Recorded data
════════════════

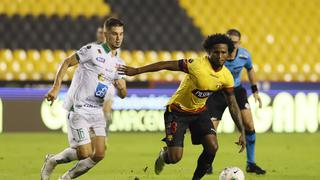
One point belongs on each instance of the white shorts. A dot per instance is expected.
(110, 93)
(81, 127)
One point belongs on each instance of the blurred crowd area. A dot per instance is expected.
(282, 36)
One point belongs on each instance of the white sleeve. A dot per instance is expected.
(119, 63)
(84, 54)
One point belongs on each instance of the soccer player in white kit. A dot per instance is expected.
(108, 100)
(97, 70)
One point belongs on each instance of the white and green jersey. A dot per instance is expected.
(96, 72)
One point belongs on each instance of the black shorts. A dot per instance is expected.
(177, 123)
(217, 103)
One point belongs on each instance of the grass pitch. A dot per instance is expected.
(131, 156)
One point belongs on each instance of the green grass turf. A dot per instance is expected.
(130, 155)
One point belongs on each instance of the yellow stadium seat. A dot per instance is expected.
(126, 56)
(62, 9)
(33, 55)
(138, 58)
(164, 55)
(46, 55)
(191, 54)
(49, 9)
(6, 55)
(59, 55)
(20, 55)
(151, 56)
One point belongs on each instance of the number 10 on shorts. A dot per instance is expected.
(80, 134)
(101, 90)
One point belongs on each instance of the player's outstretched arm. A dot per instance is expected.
(254, 88)
(158, 66)
(121, 86)
(236, 117)
(53, 92)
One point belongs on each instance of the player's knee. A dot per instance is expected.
(98, 157)
(249, 126)
(212, 148)
(84, 154)
(175, 157)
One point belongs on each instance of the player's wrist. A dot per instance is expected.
(254, 88)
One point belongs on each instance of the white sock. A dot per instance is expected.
(66, 156)
(81, 167)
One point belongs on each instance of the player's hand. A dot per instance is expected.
(257, 98)
(52, 95)
(241, 142)
(127, 70)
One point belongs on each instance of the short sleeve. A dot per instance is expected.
(187, 65)
(84, 54)
(119, 63)
(248, 64)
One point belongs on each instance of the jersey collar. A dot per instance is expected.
(106, 48)
(234, 56)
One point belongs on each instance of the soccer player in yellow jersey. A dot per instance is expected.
(187, 109)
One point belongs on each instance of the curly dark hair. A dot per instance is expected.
(218, 39)
(111, 22)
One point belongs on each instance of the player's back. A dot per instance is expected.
(95, 73)
(236, 65)
(199, 83)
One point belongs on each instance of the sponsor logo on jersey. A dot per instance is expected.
(219, 85)
(100, 59)
(101, 77)
(243, 56)
(90, 106)
(201, 93)
(213, 75)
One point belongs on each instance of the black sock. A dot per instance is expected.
(166, 158)
(204, 162)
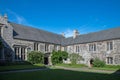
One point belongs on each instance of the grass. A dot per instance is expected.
(19, 67)
(58, 74)
(108, 67)
(72, 65)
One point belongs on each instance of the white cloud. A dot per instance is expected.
(16, 17)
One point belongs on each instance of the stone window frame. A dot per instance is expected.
(109, 60)
(77, 48)
(46, 47)
(92, 47)
(36, 44)
(1, 29)
(109, 45)
(20, 54)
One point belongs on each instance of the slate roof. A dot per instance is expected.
(95, 36)
(29, 33)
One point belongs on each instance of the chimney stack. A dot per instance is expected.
(6, 17)
(63, 34)
(75, 33)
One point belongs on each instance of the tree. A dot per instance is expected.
(58, 56)
(74, 58)
(98, 63)
(1, 44)
(35, 57)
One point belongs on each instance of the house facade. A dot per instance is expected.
(19, 39)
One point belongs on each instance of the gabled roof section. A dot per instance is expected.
(29, 33)
(95, 36)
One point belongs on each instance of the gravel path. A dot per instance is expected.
(28, 70)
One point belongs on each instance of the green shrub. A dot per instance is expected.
(1, 44)
(35, 57)
(98, 63)
(74, 58)
(58, 56)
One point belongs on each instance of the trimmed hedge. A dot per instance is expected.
(35, 57)
(58, 56)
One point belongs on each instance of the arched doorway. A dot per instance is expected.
(91, 62)
(46, 58)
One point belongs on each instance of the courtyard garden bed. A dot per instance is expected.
(21, 67)
(71, 65)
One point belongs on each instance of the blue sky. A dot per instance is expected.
(64, 15)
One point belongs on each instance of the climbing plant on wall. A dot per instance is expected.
(1, 44)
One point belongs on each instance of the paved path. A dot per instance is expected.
(28, 70)
(86, 70)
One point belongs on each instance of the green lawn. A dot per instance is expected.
(58, 74)
(107, 67)
(71, 65)
(18, 67)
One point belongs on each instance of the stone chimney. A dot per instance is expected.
(75, 33)
(5, 17)
(63, 34)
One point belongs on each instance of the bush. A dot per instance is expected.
(98, 63)
(58, 56)
(1, 44)
(74, 58)
(35, 57)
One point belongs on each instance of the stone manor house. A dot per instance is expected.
(19, 39)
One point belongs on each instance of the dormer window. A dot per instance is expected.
(92, 47)
(0, 31)
(109, 46)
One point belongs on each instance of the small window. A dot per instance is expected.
(109, 46)
(36, 46)
(46, 47)
(109, 60)
(0, 31)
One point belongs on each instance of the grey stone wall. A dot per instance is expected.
(101, 51)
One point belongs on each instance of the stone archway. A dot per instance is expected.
(91, 62)
(46, 58)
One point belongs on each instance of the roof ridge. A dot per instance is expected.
(22, 25)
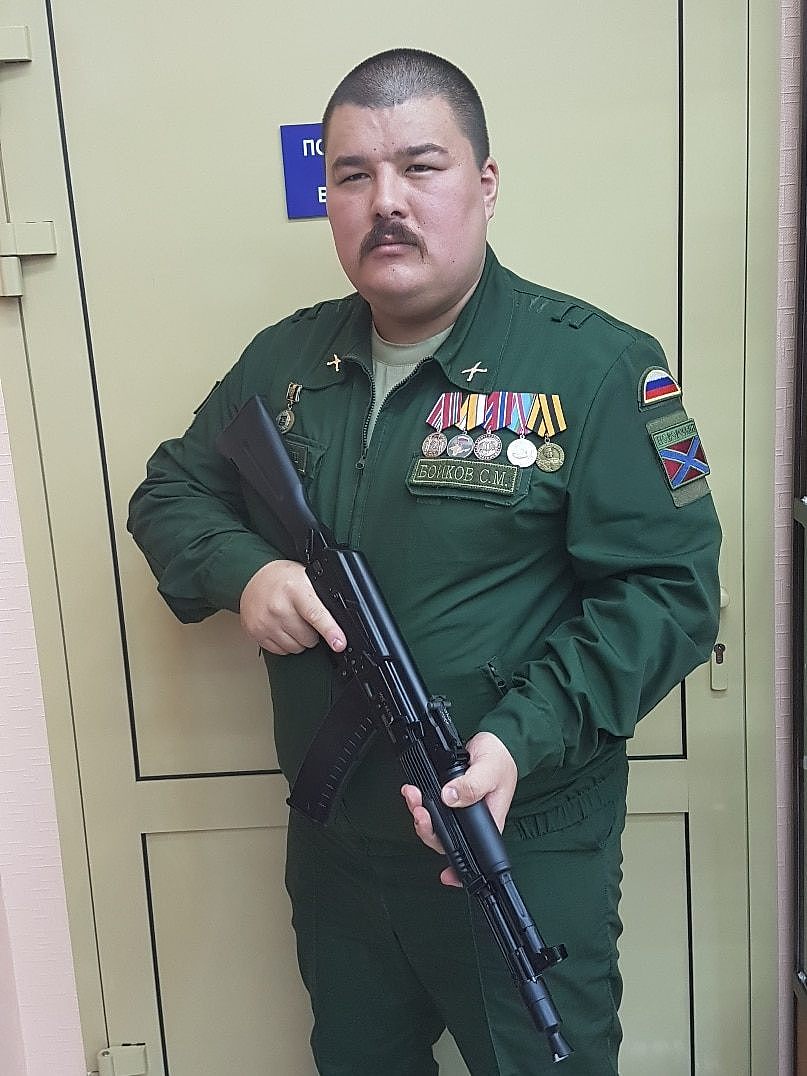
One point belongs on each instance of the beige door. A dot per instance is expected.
(624, 181)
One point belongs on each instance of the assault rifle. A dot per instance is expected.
(383, 690)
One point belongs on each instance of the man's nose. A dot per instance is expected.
(388, 196)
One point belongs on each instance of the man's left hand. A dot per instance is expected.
(491, 776)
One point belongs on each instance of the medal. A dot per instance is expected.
(522, 452)
(461, 446)
(434, 444)
(550, 456)
(285, 420)
(487, 447)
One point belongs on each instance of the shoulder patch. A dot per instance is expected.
(655, 386)
(681, 454)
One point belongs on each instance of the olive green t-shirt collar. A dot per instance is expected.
(487, 313)
(477, 341)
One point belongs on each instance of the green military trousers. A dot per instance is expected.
(392, 958)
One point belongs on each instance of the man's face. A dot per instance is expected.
(409, 209)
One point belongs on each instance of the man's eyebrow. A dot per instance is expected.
(357, 160)
(419, 151)
(349, 161)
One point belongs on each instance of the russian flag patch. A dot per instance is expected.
(655, 386)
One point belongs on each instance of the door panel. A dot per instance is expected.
(622, 182)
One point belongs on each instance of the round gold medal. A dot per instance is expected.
(550, 456)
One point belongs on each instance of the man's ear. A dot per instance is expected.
(490, 179)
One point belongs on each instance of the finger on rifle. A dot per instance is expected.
(421, 818)
(314, 612)
(491, 776)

════════════════

*INSTRUCTION*.
All of the entries above should be copied exactly, except for the pictures.

*OUTPUT*.
One point belongs on each instance of the white shorts. A dot per instance is expected.
(110, 93)
(81, 127)
One point belongs on each instance of the blurred crowd area. A dot per instance is expected.
(282, 36)
One point belongs on each instance of the white sleeve. A dot per instance is expected.
(119, 63)
(84, 54)
One point belongs on each instance of the soccer player in white kit. A dot per instance is expected.
(108, 100)
(97, 70)
One point belongs on each instance of the white and green jersey. A dot per instance is expected.
(96, 72)
One point belongs on each instance of the black shorts. A dot per instance is expected.
(177, 123)
(217, 103)
One point belongs on each instance of the grass pitch. A dot per instance is expected.
(131, 156)
One point belongs on each instance of the green grass turf. A dot per instance is expected.
(130, 155)
One point belongs on each instance of the yellow stadium seat. A dot per instance is expected.
(126, 56)
(62, 9)
(33, 55)
(138, 58)
(164, 55)
(46, 55)
(191, 54)
(49, 9)
(6, 55)
(59, 55)
(20, 55)
(151, 56)
One point belongs on each instance of the number 10 on shorts. A dot per instance is expected.
(80, 134)
(101, 90)
One point belongs on each instance of the player's outstretched arm. A dot per instance is expected.
(254, 88)
(158, 66)
(121, 86)
(236, 117)
(53, 92)
One point belongs on each instance of the player's knee. A dot per instance is expected.
(98, 157)
(249, 126)
(212, 148)
(84, 154)
(175, 157)
One point belongs on each instance of the player's wrist. A dot per instance is expected.
(254, 88)
One point belongs on each instance of the white sock. A dot per instance is expected.
(66, 156)
(81, 167)
One point belongs on each instance of the player's hand. A dot per instance is expected.
(257, 98)
(52, 95)
(241, 142)
(127, 70)
One point belongs on each instance of the short sleeve. A dot per instance is expected.
(187, 65)
(84, 54)
(119, 63)
(248, 64)
One point belongs on each instance of the jersey collar. A dot per instance is expected.
(106, 48)
(234, 56)
One point belongs on each instance of the soccer player in yellow jersey. A dot per instance is expected.
(187, 109)
One point belongs on each instance of the curly dark hair. A dot per instance is expected.
(218, 39)
(111, 22)
One point belongs on each instance of the player's back. A dot per instance is expected.
(95, 73)
(236, 65)
(199, 83)
One point belongs on each instance of the sponsor logo on jersey. A dot per instance is expected.
(219, 85)
(100, 59)
(101, 77)
(243, 56)
(90, 106)
(201, 93)
(213, 75)
One point belongs on each instance of the black sock. A dot per instance is expected.
(166, 158)
(204, 162)
One point belongs on each instance of the grass. A dot per instance is expected.
(19, 67)
(58, 74)
(108, 67)
(72, 65)
One point belongs on each instance of the white cloud. A dot per instance is expected.
(16, 17)
One point belongs on each instance of the stone window frame. A dot per instance is expected.
(109, 60)
(77, 48)
(46, 47)
(92, 47)
(36, 44)
(1, 29)
(109, 45)
(20, 54)
One point belongs on each instance of the slate roof. A dot per instance is expected.
(95, 36)
(29, 33)
One point belongs on each instance of the chimney stack. A dot per instance is expected.
(6, 17)
(63, 34)
(75, 33)
One point belongs on each instance of the tree. A dot per instance is expected.
(58, 56)
(74, 58)
(98, 63)
(1, 44)
(35, 57)
One point belongs on each instance of the house facade. A dot per instance is expected.
(19, 39)
One point belongs on each instance of the gabled roof section. A dot per instance is expected.
(29, 33)
(95, 36)
One point belongs on each instance of the gravel path. A dot per instance is expected.
(28, 70)
One point belongs on each instance of the green shrub. A dot per instance is expected.
(1, 44)
(35, 57)
(98, 63)
(74, 58)
(58, 56)
One point belongs on each instance of the trimmed hedge. A dot per instance is expected.
(35, 57)
(58, 56)
One point belongs on each instance of the arched doorway. A dot per instance is expected.
(91, 62)
(46, 58)
One point belongs on each instance of the courtyard garden bed. A dot per instance is expected.
(21, 67)
(71, 65)
One point belongs on each instance of the blue sky. A dot per instance is expected.
(64, 15)
One point belongs on each instance of the climbing plant on wall. A dot per instance is expected.
(1, 44)
One point belongs on each instance of the paved path. A dot per instance is expected.
(28, 70)
(86, 70)
One point belongs on each instance of the green lawn. A dot per instance is expected.
(58, 74)
(107, 67)
(71, 65)
(18, 67)
One point belongs on each instance of the stone chimney. A dot per instance is expected.
(75, 33)
(5, 17)
(63, 34)
One point belongs on each instance of the bush. A dot per instance is expected.
(98, 63)
(58, 56)
(1, 44)
(74, 58)
(35, 57)
One point belongs on each instance of the stone manor house. A dot per instance is expected.
(19, 39)
One point belongs on each instance of the dormer window. A dot per instance is expected.
(92, 47)
(0, 31)
(109, 46)
One point belongs on each instance of the small window. A dot per instance is expected.
(109, 46)
(36, 46)
(46, 47)
(109, 60)
(0, 31)
One point belongs on each instance of the grey stone wall. A dot per instance is expected.
(101, 51)
One point belongs on each instance of the stone archway. A dot per instance is expected.
(91, 62)
(46, 58)
One point belongs on each instance of the roof ridge. A dot per instance is expected.
(22, 25)
One point belongs on each instance of the beige door. A dot per instance is expected.
(624, 181)
One point belongs on each instance of the assault rifle. A dot per instance is expected.
(383, 690)
One point belongs on each instance of the man's nose. A dot per instance is expected.
(388, 196)
One point belongs on each instance of the man's left hand. A dot per instance is expected.
(491, 776)
One point belongs on each instance of the medal. A dot per instance is expected.
(522, 452)
(461, 446)
(434, 444)
(550, 456)
(285, 420)
(487, 447)
One point belongs on each instance of the shoulder patch. A dot per instance is expected.
(655, 386)
(681, 454)
One point belongs on each instance of the olive green t-shirt collar. A dot per instance is expected.
(487, 313)
(477, 341)
One point belongs on each instance of the green military trousers. A dot per instance is expected.
(392, 958)
One point belongs on each instance of the man's face. A dot per instance is expected.
(409, 209)
One point belongs on each instance of the man's eyebrow. A dot per instance is expected.
(357, 160)
(419, 151)
(349, 161)
One point belongs on each instance of the russian flag patch. A dot per instance is expected.
(655, 386)
One point belongs on each instance of the door panel. A dot per instance is expected.
(622, 182)
One point belongs on each instance of the round gold medal. A dot per instance is expected.
(550, 456)
One point belongs on each instance of the man's ear. A dot per instance is expected.
(490, 179)
One point belongs on each instance of the finger on rifle. A dot per instance is expected.
(421, 818)
(314, 612)
(491, 776)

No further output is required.